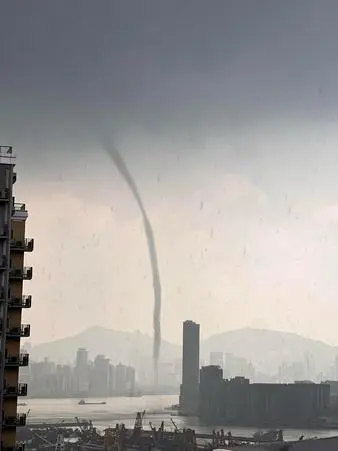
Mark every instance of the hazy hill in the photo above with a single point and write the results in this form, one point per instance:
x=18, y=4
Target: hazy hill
x=125, y=347
x=265, y=348
x=268, y=348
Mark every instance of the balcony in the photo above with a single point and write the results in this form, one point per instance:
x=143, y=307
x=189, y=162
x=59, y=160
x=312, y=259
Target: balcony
x=5, y=195
x=17, y=360
x=18, y=447
x=19, y=211
x=15, y=420
x=26, y=245
x=19, y=390
x=21, y=274
x=23, y=331
x=4, y=232
x=20, y=302
x=3, y=263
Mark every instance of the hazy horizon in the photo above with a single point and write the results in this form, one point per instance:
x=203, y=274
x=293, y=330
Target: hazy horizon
x=179, y=342
x=226, y=113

· · · · · · ·

The answer must consist of each line from the entries that contains the string "photo".

Mark every instance of the hazy hill in the photo above with a single point and write the results in this form, one point per instance:
Mark every instance of the balcony in the photo above with a single point and write the results in this form, one point per instance:
Mark every instance of the hazy horizon in the photo above with a single point and write the results in this form, one point per instance:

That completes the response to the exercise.